─── SOURCE DATA
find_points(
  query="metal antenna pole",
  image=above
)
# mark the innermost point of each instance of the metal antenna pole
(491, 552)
──────
─── SOURCE DATA
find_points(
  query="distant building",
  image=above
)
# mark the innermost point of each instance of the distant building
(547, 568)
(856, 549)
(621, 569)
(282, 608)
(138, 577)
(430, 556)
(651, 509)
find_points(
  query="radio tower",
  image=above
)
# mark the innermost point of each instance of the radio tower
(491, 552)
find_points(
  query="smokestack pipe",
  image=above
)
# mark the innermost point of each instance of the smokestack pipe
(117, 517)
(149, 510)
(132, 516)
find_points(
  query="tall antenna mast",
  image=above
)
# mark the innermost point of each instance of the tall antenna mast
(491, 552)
──────
─── SOURCE DATA
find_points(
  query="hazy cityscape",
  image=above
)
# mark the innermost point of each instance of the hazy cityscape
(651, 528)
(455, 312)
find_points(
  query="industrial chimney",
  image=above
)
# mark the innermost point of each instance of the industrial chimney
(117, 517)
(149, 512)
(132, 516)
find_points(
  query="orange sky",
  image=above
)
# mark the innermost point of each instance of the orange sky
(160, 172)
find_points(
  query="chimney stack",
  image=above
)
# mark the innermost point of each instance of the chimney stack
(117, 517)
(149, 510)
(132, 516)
──────
The task calls for all lines in the entries that hold "query".

SOLUTION TO THE PROBLEM:
  query="metal antenna pole",
  query="distant building",
  query="radio tower",
  query="smokestack pipe",
  query="tall antenna mast",
  query="hazy cityscape",
  query="industrial chimney",
  query="orange sky",
  query="chimney stack",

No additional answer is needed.